(To be done) Take the line that contains "the person's arm" and every line after it in the material below, and quote them exactly.

(Entries)
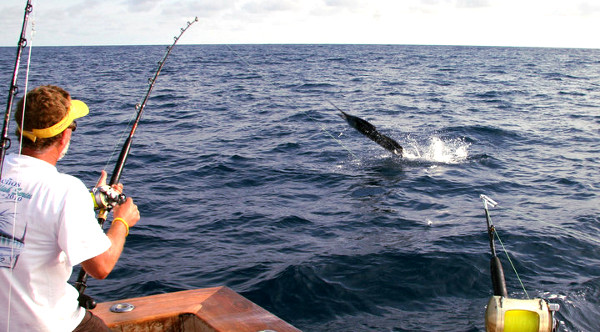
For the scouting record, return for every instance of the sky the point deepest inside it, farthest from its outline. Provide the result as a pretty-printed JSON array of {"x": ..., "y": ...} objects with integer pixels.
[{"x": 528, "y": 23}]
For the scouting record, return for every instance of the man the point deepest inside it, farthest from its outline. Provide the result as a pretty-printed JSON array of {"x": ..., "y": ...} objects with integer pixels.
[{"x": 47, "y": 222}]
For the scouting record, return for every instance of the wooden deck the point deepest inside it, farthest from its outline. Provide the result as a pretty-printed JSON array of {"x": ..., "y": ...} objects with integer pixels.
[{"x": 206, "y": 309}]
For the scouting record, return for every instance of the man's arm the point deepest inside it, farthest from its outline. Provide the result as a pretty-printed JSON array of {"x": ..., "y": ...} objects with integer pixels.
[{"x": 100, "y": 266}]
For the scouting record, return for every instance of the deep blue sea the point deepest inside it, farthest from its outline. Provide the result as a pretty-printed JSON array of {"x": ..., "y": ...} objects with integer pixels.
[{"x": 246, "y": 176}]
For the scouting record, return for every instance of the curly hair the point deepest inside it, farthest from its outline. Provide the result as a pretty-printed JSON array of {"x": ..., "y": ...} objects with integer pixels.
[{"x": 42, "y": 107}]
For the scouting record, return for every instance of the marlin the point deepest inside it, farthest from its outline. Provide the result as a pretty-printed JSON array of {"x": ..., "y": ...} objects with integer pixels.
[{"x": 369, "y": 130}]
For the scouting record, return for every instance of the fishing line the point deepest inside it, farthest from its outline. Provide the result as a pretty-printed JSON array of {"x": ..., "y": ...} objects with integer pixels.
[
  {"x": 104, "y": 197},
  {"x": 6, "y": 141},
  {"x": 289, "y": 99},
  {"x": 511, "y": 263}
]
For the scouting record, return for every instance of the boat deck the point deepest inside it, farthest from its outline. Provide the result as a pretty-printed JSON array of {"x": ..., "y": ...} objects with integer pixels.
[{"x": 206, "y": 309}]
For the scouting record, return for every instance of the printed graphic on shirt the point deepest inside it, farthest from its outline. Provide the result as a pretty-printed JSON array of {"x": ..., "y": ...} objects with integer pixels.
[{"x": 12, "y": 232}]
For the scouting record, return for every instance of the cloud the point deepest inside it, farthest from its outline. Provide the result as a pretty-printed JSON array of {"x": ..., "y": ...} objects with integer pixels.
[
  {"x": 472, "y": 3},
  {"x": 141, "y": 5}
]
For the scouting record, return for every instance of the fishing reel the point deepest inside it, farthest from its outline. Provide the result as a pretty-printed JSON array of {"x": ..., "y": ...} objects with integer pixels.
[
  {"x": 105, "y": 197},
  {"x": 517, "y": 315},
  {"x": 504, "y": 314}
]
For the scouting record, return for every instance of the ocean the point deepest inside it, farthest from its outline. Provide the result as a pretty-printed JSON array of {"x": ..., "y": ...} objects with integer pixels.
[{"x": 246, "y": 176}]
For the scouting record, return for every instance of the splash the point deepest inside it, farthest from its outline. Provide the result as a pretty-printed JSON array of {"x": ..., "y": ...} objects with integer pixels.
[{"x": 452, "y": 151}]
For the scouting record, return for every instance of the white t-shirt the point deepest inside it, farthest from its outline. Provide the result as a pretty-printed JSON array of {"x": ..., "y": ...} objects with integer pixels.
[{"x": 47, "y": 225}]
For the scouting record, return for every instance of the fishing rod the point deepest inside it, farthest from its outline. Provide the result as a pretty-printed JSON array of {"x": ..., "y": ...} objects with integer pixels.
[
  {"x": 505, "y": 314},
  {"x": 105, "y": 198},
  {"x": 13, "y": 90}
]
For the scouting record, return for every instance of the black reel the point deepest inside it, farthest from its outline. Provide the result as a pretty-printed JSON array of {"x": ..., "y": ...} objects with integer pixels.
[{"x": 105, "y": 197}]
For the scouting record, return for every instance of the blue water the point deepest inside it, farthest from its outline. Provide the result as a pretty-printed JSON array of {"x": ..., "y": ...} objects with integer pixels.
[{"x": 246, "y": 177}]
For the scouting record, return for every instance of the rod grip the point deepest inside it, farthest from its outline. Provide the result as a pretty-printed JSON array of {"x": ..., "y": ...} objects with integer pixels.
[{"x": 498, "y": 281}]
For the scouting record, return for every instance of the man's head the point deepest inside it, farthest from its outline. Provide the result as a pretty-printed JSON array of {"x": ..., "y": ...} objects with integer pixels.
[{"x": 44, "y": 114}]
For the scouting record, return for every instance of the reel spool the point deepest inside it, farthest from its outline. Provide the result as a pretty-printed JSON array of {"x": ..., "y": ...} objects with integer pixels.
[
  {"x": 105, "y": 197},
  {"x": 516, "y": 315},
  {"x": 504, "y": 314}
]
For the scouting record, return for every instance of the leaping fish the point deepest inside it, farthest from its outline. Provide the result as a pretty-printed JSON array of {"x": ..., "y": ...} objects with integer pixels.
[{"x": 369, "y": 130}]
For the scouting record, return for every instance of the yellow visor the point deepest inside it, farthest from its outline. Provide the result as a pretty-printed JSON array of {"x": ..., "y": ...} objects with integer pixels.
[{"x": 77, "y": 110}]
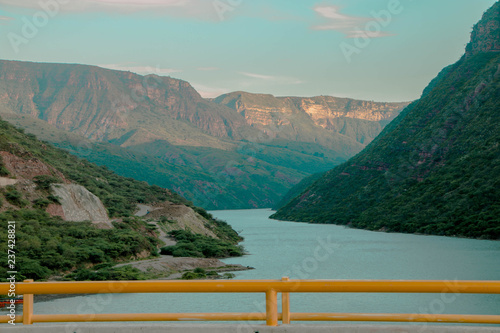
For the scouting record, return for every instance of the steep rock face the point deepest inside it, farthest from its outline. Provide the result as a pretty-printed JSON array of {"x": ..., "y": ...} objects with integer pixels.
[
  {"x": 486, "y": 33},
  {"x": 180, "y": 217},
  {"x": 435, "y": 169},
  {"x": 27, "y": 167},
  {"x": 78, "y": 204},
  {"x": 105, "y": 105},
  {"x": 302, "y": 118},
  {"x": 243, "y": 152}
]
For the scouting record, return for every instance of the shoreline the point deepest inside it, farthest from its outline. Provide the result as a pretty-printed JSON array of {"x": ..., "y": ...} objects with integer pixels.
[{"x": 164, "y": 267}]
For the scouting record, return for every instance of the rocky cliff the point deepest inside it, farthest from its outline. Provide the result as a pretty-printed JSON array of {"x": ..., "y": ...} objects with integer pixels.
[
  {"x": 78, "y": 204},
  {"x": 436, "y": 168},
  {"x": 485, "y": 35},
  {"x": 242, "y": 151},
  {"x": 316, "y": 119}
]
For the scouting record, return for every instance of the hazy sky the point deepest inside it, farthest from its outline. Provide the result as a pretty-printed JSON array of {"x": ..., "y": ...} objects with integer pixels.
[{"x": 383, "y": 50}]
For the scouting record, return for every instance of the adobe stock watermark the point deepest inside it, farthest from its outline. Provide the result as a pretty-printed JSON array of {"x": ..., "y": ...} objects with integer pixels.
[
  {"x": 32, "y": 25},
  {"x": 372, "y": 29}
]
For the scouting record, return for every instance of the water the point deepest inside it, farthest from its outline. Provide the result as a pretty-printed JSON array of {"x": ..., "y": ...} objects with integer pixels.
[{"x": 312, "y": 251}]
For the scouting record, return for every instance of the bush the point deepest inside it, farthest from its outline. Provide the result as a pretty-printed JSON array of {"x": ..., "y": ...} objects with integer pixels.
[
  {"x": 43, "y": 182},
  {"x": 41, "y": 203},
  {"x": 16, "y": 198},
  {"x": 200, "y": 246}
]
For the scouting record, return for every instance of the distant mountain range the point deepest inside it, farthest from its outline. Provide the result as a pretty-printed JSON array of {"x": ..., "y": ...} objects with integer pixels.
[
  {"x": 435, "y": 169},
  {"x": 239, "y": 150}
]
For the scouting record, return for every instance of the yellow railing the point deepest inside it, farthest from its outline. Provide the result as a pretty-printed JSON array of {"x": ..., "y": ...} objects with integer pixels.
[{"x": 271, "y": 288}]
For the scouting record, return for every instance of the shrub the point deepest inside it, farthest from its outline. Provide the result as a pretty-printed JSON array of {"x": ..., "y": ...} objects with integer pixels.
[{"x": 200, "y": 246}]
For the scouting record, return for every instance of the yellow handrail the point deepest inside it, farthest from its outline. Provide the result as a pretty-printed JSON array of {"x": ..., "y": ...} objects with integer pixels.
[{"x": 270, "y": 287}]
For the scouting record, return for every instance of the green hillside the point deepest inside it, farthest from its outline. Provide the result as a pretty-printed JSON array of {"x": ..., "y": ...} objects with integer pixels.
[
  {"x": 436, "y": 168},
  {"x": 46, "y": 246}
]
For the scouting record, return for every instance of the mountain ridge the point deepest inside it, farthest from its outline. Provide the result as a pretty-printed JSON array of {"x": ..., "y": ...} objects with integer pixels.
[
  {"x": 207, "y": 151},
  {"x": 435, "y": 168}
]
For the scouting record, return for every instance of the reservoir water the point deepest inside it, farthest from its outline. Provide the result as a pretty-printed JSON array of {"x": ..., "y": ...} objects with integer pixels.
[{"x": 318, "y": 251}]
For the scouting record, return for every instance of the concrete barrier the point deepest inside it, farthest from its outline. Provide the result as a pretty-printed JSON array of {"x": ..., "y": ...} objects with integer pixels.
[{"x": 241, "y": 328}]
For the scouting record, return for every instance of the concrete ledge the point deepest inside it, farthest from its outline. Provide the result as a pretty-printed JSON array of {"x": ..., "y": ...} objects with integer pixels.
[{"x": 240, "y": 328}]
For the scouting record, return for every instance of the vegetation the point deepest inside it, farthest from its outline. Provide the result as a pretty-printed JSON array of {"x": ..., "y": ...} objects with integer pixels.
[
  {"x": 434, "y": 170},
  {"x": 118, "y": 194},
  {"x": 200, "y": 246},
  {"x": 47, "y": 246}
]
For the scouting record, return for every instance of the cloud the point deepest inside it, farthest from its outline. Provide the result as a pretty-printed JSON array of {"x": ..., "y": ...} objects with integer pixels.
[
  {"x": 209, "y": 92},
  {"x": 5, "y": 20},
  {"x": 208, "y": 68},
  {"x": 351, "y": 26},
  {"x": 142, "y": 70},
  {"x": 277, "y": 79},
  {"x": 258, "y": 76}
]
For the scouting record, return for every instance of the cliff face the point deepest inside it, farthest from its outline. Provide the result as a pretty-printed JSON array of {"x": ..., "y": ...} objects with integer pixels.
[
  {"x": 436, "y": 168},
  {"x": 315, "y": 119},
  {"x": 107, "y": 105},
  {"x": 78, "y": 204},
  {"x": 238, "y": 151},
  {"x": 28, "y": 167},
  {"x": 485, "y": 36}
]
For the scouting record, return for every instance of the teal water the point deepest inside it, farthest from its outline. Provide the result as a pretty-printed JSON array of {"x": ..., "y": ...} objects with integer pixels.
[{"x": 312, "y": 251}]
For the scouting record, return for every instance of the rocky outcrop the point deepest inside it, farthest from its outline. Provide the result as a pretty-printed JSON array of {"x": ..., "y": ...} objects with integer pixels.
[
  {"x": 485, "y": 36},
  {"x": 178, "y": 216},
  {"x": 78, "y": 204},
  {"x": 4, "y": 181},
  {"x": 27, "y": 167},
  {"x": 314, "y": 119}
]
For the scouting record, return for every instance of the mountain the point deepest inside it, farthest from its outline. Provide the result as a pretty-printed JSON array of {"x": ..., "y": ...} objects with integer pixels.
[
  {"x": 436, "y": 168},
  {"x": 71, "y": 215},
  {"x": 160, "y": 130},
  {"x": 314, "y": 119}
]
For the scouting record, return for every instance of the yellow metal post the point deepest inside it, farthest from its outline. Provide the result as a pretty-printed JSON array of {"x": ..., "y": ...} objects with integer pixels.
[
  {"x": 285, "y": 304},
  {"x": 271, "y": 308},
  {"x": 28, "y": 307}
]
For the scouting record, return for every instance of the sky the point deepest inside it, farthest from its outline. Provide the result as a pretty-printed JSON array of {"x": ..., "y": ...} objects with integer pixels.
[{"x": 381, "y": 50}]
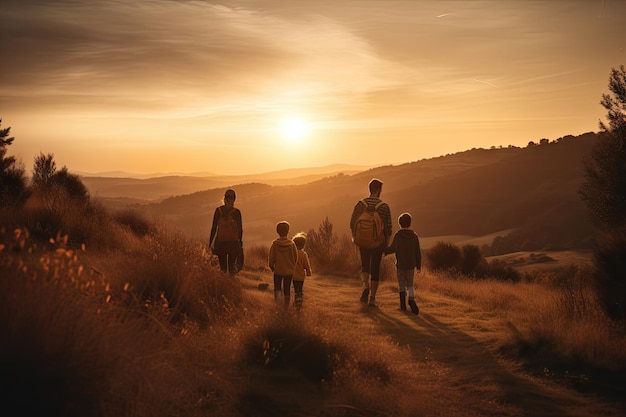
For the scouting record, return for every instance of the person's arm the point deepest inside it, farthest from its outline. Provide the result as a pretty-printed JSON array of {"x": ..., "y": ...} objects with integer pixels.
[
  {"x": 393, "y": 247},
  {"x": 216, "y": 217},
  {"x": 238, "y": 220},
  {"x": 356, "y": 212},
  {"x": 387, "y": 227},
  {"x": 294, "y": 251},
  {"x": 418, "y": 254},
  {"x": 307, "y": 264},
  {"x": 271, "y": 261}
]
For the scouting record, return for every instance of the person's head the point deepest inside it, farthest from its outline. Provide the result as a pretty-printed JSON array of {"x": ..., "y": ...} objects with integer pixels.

(Answer below)
For the scouting record, return for every instance of the person's arm the point deepest inside it, farthest from its outline. Provide the result as a pretty-printed JSON array of {"x": ..., "y": ...} objects with integer pixels.
[
  {"x": 393, "y": 247},
  {"x": 216, "y": 217},
  {"x": 238, "y": 220},
  {"x": 356, "y": 212},
  {"x": 387, "y": 227},
  {"x": 294, "y": 251},
  {"x": 418, "y": 254},
  {"x": 307, "y": 264},
  {"x": 271, "y": 261}
]
For the scouting record, return for every instance of the person's head the point deepest inside it, farthest from its outline. Provide the result as a pretty-printed JSON array of {"x": ..., "y": ...} objects with integer pixels.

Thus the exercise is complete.